PROMPT: Update the lines from the line with "of the tree." to the line with "of the eroded", swapping "pointer" for "locator" and keeping everything else unchanged.

INPUT RECORDS:
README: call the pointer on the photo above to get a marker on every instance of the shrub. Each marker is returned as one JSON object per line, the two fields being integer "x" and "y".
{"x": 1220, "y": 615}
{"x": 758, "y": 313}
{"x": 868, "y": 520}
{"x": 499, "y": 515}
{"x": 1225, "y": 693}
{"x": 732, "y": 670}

==

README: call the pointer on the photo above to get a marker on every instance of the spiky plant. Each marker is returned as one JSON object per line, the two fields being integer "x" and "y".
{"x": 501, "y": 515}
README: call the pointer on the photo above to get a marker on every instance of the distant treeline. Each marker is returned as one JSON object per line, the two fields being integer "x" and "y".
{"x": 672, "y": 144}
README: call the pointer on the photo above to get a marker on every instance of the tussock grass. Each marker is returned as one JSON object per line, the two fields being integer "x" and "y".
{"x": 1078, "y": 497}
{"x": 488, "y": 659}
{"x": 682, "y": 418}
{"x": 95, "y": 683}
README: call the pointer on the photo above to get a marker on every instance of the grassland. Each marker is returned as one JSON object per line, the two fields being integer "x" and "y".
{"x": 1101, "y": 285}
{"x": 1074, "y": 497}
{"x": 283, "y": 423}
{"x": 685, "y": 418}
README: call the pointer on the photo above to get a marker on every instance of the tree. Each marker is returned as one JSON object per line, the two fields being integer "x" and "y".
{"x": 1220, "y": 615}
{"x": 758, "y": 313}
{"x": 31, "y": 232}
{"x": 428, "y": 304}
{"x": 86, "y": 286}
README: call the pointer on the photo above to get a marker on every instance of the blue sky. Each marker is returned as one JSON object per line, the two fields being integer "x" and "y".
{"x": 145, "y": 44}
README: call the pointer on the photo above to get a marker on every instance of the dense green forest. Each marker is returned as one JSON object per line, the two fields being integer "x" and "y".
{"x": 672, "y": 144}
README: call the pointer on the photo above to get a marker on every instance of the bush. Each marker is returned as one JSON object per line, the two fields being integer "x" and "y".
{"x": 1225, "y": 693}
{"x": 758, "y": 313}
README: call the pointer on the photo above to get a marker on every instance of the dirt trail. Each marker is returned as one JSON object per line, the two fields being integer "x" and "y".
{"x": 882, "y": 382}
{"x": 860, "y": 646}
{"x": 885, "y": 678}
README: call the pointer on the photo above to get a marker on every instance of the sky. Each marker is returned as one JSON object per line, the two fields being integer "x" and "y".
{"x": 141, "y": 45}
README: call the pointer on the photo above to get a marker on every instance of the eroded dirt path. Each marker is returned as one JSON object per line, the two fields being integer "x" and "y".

SOLUTION FOR THIS TASK:
README: call the locator on the photo above to get a marker on every instance of the tree. Each marker is returned as one JSON object per line, the two fields being integer "x" and "y".
{"x": 1220, "y": 615}
{"x": 758, "y": 313}
{"x": 31, "y": 232}
{"x": 428, "y": 304}
{"x": 86, "y": 286}
README: call the locator on the photo above to get a marker on every instance of the blue sky. Each marker is returned as one JSON object per line, the two fields being integer "x" and "y".
{"x": 145, "y": 44}
README: call the locator on the photo above to get a marker on every instance of the dense green forest. Each marker is returned as one JSON object per line, the two fields being integer "x" and "y".
{"x": 672, "y": 144}
README: call the locator on the photo above to get a marker on every instance of the bush. Each marker is returned as one JSON object per line, the two fields being integer "x" and "y".
{"x": 1225, "y": 693}
{"x": 758, "y": 313}
README: call the locator on the photo above to get a marker on every instance of the dirt trail. Each marker is returned as one JSON object per line, the two fields being integer "x" and "y".
{"x": 882, "y": 382}
{"x": 860, "y": 646}
{"x": 885, "y": 678}
README: call the locator on the photo above to get a marker on every instance of the sky. Each marker is returned as one JSON object per line, the two fields being integer "x" and "y".
{"x": 141, "y": 45}
README: call the locator on the photo above to get a marker on every instance of the eroded dirt path. Each marker is returned as one JSON object per line, the two fields being integer "x" and "y".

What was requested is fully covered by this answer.